═══ Listed entries ═══
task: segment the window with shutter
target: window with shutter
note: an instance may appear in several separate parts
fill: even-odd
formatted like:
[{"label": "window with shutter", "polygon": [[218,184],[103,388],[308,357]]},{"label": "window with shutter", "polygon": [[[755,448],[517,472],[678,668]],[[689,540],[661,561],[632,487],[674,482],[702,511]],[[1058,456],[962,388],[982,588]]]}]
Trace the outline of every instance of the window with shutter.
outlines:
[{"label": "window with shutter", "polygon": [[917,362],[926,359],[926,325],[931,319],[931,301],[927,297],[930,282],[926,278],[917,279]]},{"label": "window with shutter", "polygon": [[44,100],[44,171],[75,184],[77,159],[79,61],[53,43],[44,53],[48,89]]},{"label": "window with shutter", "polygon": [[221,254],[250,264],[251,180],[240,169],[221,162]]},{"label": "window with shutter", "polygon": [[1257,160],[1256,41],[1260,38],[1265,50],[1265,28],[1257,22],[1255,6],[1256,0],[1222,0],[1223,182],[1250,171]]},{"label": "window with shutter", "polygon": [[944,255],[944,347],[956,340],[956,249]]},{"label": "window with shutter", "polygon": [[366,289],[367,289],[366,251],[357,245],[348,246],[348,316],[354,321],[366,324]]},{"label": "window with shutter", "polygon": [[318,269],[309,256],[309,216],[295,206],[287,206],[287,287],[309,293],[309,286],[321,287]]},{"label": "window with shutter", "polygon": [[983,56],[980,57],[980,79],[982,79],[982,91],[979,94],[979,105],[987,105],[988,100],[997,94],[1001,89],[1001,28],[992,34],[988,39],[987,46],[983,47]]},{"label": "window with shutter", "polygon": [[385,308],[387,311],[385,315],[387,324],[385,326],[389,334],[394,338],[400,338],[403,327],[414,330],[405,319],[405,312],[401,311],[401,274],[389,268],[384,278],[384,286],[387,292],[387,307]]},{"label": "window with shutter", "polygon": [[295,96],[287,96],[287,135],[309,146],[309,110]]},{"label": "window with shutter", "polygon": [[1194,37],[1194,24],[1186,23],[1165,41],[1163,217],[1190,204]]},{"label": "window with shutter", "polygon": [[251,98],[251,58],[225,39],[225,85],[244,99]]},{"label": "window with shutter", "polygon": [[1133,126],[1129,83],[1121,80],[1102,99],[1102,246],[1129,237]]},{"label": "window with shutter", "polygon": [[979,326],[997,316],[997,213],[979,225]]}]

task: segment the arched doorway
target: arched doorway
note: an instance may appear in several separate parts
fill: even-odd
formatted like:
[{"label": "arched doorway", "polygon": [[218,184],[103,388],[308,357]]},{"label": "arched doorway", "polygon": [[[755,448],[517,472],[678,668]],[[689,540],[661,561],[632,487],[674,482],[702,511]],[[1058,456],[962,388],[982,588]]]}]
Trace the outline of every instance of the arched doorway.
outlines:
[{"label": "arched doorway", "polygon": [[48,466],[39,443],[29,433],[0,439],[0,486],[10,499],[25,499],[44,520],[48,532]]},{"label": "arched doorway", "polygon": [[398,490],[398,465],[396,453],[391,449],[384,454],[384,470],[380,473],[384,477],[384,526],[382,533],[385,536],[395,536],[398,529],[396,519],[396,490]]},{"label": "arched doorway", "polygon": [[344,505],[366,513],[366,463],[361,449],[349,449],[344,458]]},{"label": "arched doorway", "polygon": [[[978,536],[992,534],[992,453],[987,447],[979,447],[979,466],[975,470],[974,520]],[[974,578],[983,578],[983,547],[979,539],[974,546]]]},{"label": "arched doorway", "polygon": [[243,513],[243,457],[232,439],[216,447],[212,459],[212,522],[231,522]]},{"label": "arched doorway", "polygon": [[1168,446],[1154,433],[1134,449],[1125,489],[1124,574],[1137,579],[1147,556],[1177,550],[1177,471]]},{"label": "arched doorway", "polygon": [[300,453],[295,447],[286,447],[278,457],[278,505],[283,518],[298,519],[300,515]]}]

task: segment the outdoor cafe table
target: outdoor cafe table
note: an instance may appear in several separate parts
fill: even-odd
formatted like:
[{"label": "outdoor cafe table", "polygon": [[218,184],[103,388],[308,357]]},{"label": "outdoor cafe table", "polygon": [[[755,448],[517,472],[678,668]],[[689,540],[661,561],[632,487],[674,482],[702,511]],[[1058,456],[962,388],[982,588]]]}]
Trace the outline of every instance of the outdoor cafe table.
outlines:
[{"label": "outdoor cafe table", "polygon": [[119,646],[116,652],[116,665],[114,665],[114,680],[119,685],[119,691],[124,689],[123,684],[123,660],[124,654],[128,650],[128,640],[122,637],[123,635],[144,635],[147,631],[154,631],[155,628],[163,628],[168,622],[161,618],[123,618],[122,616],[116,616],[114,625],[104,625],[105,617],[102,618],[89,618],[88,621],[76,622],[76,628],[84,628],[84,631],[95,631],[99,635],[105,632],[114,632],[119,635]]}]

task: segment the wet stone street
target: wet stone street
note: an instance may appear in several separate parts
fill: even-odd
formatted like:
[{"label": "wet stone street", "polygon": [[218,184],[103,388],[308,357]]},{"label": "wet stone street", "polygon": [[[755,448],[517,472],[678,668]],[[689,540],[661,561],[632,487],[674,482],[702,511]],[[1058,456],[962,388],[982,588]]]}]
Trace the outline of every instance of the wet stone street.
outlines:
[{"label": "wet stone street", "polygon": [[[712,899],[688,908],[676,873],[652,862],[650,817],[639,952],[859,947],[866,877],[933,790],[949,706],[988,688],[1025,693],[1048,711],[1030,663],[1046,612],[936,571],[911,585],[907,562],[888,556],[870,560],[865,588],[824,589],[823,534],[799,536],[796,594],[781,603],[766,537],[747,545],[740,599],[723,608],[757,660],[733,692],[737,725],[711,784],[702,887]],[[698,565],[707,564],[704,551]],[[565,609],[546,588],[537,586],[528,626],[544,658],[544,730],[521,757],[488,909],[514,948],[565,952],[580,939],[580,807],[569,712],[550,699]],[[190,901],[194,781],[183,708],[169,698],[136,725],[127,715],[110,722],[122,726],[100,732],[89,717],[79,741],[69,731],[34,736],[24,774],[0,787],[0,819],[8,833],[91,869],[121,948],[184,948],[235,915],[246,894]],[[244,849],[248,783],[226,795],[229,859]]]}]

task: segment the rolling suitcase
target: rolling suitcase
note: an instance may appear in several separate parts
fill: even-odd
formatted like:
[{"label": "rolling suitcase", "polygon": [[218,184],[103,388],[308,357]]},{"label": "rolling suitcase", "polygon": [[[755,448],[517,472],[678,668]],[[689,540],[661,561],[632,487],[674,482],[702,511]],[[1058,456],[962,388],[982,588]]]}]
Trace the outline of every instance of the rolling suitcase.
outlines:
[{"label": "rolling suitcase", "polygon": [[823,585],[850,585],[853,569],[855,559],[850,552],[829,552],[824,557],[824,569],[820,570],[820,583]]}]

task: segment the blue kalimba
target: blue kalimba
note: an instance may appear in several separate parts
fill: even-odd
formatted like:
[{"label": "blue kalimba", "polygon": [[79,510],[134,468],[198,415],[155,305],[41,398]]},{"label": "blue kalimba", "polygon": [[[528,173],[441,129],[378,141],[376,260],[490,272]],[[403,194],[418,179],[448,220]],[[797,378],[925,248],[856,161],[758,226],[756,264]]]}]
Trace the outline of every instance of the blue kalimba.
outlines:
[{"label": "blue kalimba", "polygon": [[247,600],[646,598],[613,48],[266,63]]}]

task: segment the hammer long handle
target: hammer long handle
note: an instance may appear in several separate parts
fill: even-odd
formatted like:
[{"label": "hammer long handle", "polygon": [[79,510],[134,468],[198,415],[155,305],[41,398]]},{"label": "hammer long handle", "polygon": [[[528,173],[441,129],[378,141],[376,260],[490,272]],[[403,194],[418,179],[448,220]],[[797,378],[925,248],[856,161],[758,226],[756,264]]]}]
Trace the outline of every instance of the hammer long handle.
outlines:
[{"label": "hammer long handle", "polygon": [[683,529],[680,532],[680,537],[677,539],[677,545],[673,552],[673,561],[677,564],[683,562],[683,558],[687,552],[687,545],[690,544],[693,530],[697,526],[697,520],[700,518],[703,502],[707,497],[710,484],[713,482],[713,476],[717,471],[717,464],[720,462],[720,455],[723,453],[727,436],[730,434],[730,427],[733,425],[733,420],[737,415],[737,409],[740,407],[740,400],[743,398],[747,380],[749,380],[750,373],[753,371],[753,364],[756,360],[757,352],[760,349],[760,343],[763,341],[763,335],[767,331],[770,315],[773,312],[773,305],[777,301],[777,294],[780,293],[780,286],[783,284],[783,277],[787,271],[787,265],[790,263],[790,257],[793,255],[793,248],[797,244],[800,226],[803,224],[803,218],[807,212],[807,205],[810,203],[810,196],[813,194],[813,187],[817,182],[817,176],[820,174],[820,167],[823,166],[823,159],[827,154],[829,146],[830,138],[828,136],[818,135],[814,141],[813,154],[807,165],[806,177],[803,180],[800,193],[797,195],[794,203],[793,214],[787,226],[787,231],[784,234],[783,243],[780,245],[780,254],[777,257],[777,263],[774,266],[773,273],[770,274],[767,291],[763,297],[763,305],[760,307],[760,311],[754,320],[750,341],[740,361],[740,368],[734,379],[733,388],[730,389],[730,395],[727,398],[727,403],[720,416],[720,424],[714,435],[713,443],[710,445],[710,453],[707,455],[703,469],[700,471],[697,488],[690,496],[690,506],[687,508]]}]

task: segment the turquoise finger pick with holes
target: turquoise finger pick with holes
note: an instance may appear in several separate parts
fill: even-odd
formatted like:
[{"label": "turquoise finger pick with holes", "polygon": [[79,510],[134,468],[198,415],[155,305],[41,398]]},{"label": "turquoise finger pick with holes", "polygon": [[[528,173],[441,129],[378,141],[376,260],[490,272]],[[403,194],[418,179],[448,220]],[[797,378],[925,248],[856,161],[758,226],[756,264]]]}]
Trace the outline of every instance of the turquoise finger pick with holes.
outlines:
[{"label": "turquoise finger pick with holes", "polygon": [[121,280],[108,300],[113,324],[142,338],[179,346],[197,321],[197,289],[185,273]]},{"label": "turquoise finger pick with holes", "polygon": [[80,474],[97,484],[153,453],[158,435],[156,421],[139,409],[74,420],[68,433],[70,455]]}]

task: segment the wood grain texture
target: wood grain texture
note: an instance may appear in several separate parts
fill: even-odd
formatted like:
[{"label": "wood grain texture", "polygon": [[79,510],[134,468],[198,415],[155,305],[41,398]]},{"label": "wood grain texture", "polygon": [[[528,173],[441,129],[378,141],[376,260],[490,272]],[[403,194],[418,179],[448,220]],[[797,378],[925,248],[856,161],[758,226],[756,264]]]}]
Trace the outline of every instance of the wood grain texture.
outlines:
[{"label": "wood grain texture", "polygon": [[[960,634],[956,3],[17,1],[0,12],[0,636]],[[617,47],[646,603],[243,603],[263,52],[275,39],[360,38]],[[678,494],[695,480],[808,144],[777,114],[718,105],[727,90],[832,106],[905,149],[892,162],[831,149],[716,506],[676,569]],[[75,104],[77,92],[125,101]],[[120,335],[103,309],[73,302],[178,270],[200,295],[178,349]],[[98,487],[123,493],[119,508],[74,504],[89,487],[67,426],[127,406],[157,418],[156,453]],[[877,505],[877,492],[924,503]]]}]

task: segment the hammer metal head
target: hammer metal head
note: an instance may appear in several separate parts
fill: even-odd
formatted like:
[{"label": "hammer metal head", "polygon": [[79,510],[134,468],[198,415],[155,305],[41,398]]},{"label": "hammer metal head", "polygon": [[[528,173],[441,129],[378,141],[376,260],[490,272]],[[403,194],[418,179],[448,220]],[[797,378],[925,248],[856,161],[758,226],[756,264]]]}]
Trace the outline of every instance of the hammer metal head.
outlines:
═══
◆ Work required ◆
Starting at the line that contains "task: segment the hammer metal head", print every line through the end of the listing, word for word. Leave out all the rest.

◆ Solution for this exercise ◆
task: segment the hammer metal head
target: hammer metal head
note: an instance may appear in several separate parts
fill: even-odd
formatted like:
[{"label": "hammer metal head", "polygon": [[79,510],[134,468],[198,415],[155,305],[41,398]]},{"label": "hammer metal head", "polygon": [[[528,173],[441,129],[378,141],[376,260],[490,272]],[[403,194],[418,179],[448,220]],[[797,378],[925,248],[856,161],[758,226],[756,264]]]}]
Trace the outline of every instance of the hammer metal head.
outlines:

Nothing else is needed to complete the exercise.